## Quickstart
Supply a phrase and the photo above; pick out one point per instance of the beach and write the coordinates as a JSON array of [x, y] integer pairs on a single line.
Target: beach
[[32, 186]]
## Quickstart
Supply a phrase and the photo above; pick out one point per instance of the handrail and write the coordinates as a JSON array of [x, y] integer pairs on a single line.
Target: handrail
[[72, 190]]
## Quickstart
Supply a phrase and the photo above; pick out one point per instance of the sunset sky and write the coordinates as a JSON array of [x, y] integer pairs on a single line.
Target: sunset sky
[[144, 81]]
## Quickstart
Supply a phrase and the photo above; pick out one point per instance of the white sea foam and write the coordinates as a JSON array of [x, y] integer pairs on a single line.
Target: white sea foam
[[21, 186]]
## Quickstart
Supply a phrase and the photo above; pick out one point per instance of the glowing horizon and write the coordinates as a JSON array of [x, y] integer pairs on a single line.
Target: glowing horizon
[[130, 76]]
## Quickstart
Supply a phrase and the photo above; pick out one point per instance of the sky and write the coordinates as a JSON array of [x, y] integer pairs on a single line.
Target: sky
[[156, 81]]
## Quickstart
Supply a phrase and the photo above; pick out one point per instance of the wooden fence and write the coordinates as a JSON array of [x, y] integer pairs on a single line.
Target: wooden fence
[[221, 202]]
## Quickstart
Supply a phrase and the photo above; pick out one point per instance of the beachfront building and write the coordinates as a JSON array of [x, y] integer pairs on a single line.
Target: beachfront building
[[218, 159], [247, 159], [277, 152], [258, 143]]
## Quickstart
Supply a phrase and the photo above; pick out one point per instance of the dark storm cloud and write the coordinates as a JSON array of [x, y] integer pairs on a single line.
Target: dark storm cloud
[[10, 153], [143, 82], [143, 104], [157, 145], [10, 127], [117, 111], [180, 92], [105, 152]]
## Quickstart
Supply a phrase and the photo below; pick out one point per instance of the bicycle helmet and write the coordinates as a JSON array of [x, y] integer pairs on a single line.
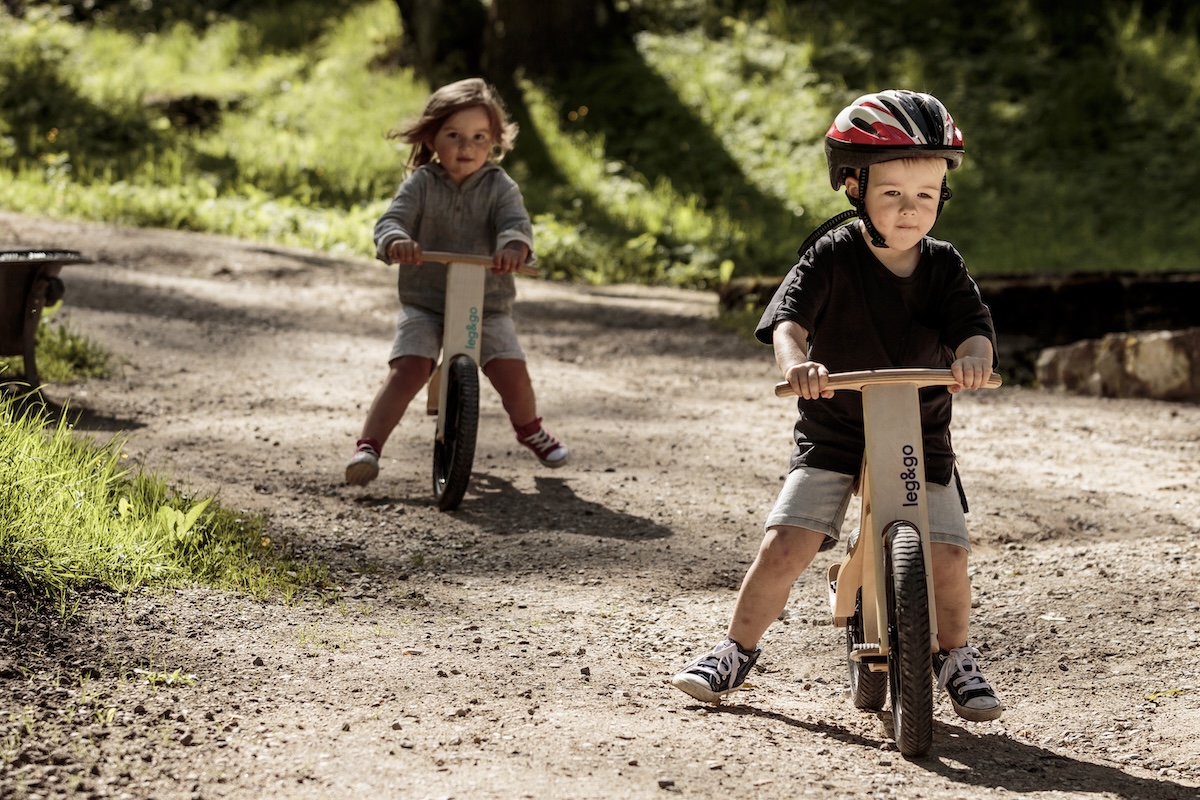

> [The exercise]
Reproduce every line of the records above verbatim, and leave the pictures out of your copy.

> [Result of the exercise]
## Quickstart
Supply a phrase and the photo above; pick out one point per instance of the beach and write the coordinates as a JSON array of [x, y] integer pairs on a single line.
Target: beach
[[32, 186]]
## Quickstart
Supply a phrase and the photo above; pick out one point per instance of the handrail and write the coordinates as a JSON array of [x, y] integer pairs on a single line.
Target: handrail
[[72, 190]]
## Quickstart
Supply a phrase and the photo above; pick out one point per instance of the sunset sky and write the coordinates as a JSON array of [x, y] integer pairs on a single line.
Target: sunset sky
[[144, 81]]
## Quickstart
Supply a phrase and the photo above; pick out one point per instance of the white sea foam and write the coordinates as a JSON array of [x, y] integer pairs on a single line.
Target: white sea foam
[[21, 186]]
## Quickstart
Supply a phrase and the photo above; pick out one point per instance of the glowing horizon and write the coordinates as a JSON array of [x, y] integer pairs on a single line.
Target: glowing horizon
[[130, 76]]
## Quickstart
Supply a phrase and the photo above; pick out one point per instance of the sky and write the coordinates as a JSON array of [x, y] integer pairs on a single line.
Target: sky
[[156, 81]]
## Quickstart
Supply a phrase and the photo above; pick out one point per instance of the wooden fence and write the coordinates as a JSON array of [x, y] integer pairs on a single line.
Target: wooden fence
[[221, 202]]
## Quickstart
Supply a phrase and the photo above; pick out one point per instance of the beachfront building and write the coordinates as a JSON array of [x, y] integer pairs on a single line.
Target: beachfront building
[[218, 159], [247, 159], [277, 152], [258, 143]]
## Quickstart
Supply a phrase and the photo above; pick out one point per instance of the dark storm cloud and write the coordinates as a JSON array of [x, y] integer pairs on a single line.
Target: dark storm cloud
[[10, 153], [143, 82], [143, 104], [157, 145], [10, 127], [117, 111], [180, 92], [105, 152]]
## Quickstart
Supply a phrase and the photo below; pick out one point per instance of the bicycle helmet and write the coordinates as a JSON array of [x, y] integer pairs on a single line.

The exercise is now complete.